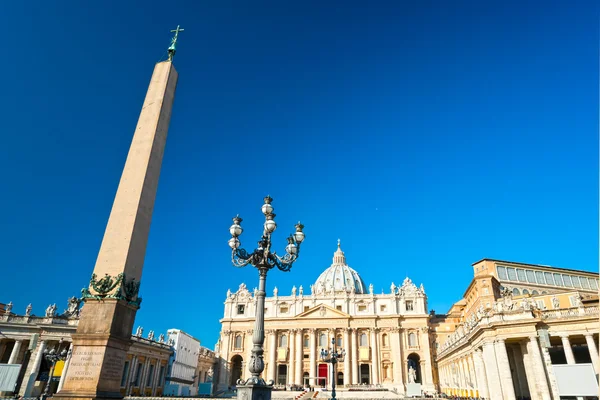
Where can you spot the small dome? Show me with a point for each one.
(339, 277)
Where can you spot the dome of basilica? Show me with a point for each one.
(339, 277)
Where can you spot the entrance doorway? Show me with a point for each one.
(365, 376)
(323, 374)
(282, 374)
(236, 369)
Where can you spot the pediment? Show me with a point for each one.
(322, 311)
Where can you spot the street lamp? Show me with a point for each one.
(333, 356)
(263, 259)
(52, 357)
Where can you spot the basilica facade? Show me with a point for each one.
(385, 336)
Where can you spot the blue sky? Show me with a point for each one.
(426, 135)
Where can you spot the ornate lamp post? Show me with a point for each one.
(333, 356)
(52, 357)
(263, 259)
* * * * * * *
* REQUIREMENT: Copy every line of the items above word for word, but leave out the pictures.

* WRITTEN SOLUTION:
Where can you spot the small dome? Show me with a point for each one.
(339, 277)
Where can you spot the dome of basilica? Show me with a point for each one.
(339, 277)
Where can you spot the entrance doorway? Show me with a point for each one.
(365, 376)
(323, 374)
(282, 374)
(236, 369)
Where can you spot the pediment? Show me with a point for each one.
(322, 311)
Where can you spot the street lamp? Show me with a point for each one.
(333, 356)
(263, 259)
(52, 357)
Where can you spot the basilica facade? Show me with a point for each one.
(385, 336)
Where can you spot the blue sky? Show me with a point for each one.
(426, 135)
Where can you spot the ornate lamp post? Show me with a point for each one.
(333, 356)
(52, 357)
(263, 259)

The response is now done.